PROMPT.
Rewrite every line of the entries below as a numbered list, skipping blank lines. Leave the pictures out of your answer.

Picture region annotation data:

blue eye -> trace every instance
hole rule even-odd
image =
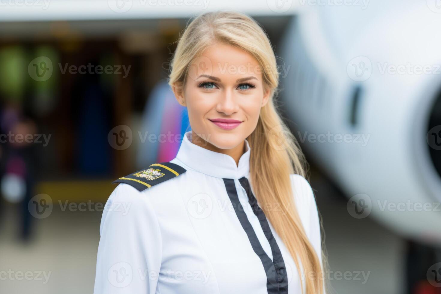
[[[255,87],[255,85],[250,83],[245,83],[245,84],[241,84],[239,85],[239,90],[248,90],[250,89],[253,89]]]
[[[200,88],[203,88],[206,89],[214,89],[214,83],[209,82],[202,82],[198,85],[198,86]]]
[[[241,90],[246,90],[248,89],[248,87],[249,86],[250,86],[248,85],[246,85],[245,84],[243,84],[243,85],[241,85],[240,86],[239,86],[239,88]]]

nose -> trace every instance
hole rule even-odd
[[[238,108],[236,97],[231,91],[225,91],[219,95],[219,100],[216,104],[216,110],[218,112],[229,115],[236,112]]]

CORRECT RESULT.
1. blue eye -> trace every instance
2. hole rule even-odd
3. image =
4. [[[255,87],[255,85],[250,83],[245,83],[245,84],[241,84],[239,85],[239,90],[248,90],[250,89],[253,89]]]
5. [[[200,88],[203,88],[206,89],[214,89],[214,83],[209,82],[202,82],[198,85],[198,86]]]
6. [[[241,90],[246,90],[248,89],[248,87],[249,86],[250,86],[248,85],[246,85],[245,84],[243,84],[243,85],[241,85],[240,86],[239,86],[239,88]]]
7. nose -> trace every instance
8. hole rule even-odd
9. [[[238,108],[236,97],[231,91],[225,91],[219,95],[219,100],[216,104],[216,110],[218,112],[229,115],[236,112]]]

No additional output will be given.